◆ **REQUIRED ACTION**
Only one stretch of the data below is wanted: the lines from the one with "# indicate the zigzag" through the one with "column 224, row 642", repeated exactly.

◆ **DATA SUPPLIED**

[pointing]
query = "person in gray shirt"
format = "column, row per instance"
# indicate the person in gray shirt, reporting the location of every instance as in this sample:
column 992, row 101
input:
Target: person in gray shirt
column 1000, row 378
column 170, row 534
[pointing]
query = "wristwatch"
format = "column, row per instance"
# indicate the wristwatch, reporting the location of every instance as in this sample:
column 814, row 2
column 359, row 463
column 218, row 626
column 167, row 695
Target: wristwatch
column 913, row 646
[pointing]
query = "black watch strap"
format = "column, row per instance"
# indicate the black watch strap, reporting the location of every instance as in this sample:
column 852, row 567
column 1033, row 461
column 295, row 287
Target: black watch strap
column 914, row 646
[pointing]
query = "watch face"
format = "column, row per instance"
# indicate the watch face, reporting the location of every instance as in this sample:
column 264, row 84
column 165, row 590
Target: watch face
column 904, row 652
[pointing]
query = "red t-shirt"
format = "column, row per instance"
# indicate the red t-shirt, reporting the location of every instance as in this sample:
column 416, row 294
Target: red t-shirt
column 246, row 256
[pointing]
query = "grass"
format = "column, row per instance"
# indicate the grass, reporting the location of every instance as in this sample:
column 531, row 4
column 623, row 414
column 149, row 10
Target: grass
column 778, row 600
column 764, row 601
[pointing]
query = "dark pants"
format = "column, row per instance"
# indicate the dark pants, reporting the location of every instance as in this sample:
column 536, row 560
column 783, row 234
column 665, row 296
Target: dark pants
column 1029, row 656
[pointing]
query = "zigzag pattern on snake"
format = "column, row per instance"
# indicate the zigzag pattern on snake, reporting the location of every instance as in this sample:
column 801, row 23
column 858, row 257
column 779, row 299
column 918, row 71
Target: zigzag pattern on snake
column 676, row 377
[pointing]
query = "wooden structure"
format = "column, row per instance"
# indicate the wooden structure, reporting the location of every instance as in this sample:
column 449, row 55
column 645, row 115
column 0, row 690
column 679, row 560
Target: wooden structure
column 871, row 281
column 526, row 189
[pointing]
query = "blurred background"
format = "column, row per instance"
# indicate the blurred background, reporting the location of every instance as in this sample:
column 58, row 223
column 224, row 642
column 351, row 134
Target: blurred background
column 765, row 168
...
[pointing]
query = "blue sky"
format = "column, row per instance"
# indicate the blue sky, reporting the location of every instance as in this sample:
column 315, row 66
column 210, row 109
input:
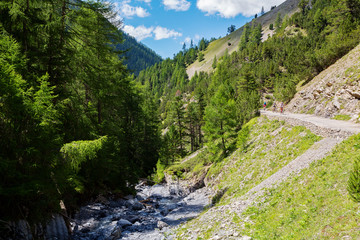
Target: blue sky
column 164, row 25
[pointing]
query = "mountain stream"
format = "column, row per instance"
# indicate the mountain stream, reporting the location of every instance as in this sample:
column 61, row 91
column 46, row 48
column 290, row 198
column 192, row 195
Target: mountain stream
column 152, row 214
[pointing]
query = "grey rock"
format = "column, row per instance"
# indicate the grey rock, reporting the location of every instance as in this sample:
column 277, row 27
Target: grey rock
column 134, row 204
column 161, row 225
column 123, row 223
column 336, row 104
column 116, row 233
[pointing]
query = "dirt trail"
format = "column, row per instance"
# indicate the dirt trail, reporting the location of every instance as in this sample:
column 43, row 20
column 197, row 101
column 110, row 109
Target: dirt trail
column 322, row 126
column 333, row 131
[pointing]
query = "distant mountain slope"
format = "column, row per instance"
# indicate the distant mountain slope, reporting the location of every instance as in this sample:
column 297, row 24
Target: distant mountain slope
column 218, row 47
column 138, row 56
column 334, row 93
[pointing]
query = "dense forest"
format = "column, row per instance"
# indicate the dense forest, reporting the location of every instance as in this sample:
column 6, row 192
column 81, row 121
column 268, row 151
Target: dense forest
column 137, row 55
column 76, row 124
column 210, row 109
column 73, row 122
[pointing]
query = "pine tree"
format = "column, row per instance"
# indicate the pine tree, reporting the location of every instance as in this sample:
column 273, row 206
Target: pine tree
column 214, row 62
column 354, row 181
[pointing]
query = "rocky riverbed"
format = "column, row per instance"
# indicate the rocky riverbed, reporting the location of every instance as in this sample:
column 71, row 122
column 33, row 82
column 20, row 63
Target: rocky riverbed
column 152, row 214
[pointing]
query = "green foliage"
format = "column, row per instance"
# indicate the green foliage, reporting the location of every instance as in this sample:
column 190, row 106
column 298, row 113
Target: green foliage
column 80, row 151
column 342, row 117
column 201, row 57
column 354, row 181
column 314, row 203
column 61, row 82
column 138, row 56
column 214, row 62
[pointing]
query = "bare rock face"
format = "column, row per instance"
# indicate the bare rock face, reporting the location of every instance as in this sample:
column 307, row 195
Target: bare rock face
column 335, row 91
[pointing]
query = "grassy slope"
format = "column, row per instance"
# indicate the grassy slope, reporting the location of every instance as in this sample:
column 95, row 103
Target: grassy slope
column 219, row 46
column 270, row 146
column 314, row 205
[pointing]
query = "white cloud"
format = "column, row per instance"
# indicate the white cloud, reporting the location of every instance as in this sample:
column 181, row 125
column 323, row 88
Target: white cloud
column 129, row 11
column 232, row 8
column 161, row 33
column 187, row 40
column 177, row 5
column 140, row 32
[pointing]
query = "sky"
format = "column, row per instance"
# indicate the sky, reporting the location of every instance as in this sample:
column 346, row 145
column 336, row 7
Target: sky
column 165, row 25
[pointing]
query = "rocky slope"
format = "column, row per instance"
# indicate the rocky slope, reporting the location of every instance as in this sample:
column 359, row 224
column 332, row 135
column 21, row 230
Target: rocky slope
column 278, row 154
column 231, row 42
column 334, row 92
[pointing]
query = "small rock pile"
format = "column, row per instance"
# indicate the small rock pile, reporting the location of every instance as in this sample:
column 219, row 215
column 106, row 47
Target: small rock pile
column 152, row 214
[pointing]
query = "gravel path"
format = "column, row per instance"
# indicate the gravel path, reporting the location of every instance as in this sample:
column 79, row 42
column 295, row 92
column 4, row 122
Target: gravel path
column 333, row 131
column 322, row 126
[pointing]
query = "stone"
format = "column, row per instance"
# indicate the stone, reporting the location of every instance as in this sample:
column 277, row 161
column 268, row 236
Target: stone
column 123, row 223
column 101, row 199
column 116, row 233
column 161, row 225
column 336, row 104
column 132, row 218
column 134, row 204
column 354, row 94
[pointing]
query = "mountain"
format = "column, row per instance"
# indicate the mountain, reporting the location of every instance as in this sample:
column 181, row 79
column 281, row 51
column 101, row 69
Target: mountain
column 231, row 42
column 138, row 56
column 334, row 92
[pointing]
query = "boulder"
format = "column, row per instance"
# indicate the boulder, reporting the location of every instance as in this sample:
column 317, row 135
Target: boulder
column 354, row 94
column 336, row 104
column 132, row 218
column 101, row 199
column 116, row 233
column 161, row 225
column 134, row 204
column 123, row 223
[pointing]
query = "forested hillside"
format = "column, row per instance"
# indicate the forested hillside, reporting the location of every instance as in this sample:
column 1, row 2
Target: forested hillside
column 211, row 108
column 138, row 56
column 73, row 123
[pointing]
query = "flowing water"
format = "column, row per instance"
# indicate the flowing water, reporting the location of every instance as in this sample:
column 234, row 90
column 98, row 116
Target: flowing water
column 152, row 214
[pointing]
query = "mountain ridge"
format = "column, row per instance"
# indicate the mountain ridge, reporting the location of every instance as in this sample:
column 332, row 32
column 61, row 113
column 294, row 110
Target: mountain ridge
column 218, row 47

◆ **EXERCISE SOLUTION**
# indicate the zigzag pattern on snake, reporting the location of every instance as in this sample:
column 801, row 23
column 858, row 257
column 779, row 299
column 918, row 71
Target: zigzag pattern on snake
column 676, row 377
[pointing]
query = "wooden structure"
format = "column, row per instance"
# indicate the wooden structure, reporting the location of every instance as in this sample:
column 449, row 55
column 645, row 115
column 0, row 690
column 679, row 560
Target: wooden structure
column 871, row 281
column 526, row 189
[pointing]
query = "blurred background"
format = "column, row per instance"
# indicate the blurred background, reporting the location of every instance as in this sample:
column 58, row 223
column 224, row 642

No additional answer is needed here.